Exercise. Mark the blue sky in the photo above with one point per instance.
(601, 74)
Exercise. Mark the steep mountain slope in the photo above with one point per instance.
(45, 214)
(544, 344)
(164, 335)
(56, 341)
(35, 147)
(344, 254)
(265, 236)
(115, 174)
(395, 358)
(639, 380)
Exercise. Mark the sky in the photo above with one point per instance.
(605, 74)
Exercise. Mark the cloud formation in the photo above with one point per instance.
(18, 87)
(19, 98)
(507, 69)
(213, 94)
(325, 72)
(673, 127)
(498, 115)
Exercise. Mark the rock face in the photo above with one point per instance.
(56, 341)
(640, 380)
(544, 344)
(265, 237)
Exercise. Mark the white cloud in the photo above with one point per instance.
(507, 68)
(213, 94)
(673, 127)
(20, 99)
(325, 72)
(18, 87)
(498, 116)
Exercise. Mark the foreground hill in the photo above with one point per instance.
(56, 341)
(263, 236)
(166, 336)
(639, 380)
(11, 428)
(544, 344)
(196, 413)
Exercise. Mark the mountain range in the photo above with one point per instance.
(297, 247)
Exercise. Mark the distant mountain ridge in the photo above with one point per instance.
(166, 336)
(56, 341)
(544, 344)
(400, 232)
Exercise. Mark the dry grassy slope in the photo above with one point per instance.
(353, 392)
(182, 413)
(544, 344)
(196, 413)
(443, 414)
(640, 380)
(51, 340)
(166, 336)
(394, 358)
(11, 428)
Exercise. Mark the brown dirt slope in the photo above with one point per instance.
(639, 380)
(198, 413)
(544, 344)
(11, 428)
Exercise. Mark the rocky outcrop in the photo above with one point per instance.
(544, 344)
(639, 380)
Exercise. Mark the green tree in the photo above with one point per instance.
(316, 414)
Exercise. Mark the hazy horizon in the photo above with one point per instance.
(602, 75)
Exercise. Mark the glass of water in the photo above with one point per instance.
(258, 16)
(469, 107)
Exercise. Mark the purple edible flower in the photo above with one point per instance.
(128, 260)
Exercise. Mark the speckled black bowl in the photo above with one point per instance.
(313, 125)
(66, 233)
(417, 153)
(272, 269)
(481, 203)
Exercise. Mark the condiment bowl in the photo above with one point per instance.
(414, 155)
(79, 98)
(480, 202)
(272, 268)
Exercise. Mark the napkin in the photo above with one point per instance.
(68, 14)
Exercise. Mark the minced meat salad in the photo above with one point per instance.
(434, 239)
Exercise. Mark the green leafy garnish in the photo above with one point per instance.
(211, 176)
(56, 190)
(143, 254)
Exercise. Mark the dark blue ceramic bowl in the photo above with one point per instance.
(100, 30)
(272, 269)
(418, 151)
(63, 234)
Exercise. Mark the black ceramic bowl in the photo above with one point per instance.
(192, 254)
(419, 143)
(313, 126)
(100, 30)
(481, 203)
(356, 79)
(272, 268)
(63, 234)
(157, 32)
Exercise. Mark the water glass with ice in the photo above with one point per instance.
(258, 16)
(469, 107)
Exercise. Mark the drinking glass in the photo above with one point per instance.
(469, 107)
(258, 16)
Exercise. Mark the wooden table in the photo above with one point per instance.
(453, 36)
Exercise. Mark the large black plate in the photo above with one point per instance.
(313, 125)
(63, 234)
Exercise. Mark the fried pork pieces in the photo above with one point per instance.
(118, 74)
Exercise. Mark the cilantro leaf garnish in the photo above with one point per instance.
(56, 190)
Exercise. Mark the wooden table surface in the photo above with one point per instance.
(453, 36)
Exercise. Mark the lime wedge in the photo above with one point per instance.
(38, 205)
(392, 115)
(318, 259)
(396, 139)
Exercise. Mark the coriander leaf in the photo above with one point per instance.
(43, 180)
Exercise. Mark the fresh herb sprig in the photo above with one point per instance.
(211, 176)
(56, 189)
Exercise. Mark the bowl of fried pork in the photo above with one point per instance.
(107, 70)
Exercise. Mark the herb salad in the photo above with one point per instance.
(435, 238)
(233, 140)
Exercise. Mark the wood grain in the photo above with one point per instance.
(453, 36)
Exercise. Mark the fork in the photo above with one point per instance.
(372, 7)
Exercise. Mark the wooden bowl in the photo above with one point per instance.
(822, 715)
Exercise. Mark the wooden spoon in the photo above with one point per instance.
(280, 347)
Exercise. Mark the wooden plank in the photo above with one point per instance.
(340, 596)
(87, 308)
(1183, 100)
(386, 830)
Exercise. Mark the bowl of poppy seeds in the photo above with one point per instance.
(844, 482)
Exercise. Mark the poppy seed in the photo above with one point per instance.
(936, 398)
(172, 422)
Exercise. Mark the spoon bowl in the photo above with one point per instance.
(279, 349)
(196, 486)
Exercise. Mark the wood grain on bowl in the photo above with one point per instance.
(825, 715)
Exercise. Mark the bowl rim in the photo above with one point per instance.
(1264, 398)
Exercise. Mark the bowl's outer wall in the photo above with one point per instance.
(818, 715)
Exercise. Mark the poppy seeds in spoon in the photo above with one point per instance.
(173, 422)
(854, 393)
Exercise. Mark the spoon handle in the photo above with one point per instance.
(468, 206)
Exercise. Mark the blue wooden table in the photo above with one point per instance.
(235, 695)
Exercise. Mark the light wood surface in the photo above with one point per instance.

_ _ _ _ _ _ _

▶ [Work to be completed]:
Give back, unchanged, every line from the one with "Exercise. Mark the wooden plank" to the end of the entries above.

▶ [Exercise response]:
Exercise. Mark the wooden plank in the photo above with one point per instance.
(340, 596)
(87, 308)
(1183, 100)
(386, 830)
Exercise. Mark the bowl of poppy seeds in the photo above with one point per instance.
(844, 482)
Exercise. Mark the poppy seed in the photo above with one point per instance.
(936, 398)
(172, 422)
Exercise. Mark the spoon bowl in the photo above with one point per instance.
(279, 349)
(196, 486)
Exercise. Mark the wood grain on bowl in the photo above with one point per instance.
(825, 715)
Exercise. Mark the bowl rim in the photo above with one point per instance.
(1264, 398)
Exercise. Mark the bowl's outer wall in the photo above with one point per instance.
(818, 715)
Exercise. Mark the poppy seeds in spoon in the photo above with one point per instance.
(173, 422)
(854, 393)
Exercise. Mark the spoon handle in the photo above with one point per instance.
(468, 206)
Exercise. Mark the blue wooden table in the photo above with one point per instance.
(235, 695)
Exercise. Mark the light wood surface in the photo above with one point per instance.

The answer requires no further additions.